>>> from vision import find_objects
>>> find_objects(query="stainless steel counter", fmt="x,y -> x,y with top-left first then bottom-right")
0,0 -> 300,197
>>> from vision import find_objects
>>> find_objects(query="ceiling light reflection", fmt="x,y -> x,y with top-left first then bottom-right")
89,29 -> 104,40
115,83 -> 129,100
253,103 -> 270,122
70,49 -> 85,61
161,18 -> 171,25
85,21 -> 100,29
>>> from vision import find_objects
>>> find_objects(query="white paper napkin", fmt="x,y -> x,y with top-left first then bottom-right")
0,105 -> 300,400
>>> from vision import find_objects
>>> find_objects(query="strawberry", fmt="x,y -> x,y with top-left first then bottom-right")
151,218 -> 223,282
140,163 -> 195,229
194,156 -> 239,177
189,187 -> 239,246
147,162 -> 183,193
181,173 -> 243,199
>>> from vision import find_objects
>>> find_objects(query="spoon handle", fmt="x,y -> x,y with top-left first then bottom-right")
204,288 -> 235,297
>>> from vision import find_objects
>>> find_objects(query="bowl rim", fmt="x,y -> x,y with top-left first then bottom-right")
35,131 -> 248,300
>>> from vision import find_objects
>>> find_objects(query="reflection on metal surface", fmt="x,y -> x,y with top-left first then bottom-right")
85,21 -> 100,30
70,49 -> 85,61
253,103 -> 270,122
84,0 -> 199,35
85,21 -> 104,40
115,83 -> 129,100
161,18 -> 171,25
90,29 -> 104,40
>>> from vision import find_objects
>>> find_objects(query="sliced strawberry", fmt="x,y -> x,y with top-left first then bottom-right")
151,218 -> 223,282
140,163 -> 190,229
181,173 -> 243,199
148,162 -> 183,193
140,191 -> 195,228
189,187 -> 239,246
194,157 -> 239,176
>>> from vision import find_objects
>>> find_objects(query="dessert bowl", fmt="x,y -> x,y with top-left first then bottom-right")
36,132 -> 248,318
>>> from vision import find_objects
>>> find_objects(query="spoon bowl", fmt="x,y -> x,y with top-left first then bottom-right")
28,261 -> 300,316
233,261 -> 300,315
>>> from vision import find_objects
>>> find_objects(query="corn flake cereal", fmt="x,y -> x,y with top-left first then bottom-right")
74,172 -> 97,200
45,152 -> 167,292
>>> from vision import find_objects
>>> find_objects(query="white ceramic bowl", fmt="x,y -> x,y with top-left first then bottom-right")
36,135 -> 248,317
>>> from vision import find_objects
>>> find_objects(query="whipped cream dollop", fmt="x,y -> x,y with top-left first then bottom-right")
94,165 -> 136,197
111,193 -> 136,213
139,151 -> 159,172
+ + + + +
To do ▸ Reproduce unchanged the stretch of the records from their first line through the line containing "0,105 -> 300,400", including both of those lines.

Reply to the exercise ▸
>>> from vision import find_objects
>>> find_objects(query="stainless steel counter", fmt="x,y -> x,y with top-left first then bottom-right")
0,0 -> 300,197
>>> from vision import find_objects
>>> find_objects(query="ceiling light reflection", fmt="x,y -> x,y with top-left first then bottom-right")
89,29 -> 104,40
115,83 -> 129,100
253,103 -> 270,122
70,49 -> 85,61
161,18 -> 171,25
85,21 -> 100,29
>>> from vision import find_objects
>>> find_objects(query="white paper napkin", fmt="x,y -> x,y with top-left first then bottom-right")
0,105 -> 300,400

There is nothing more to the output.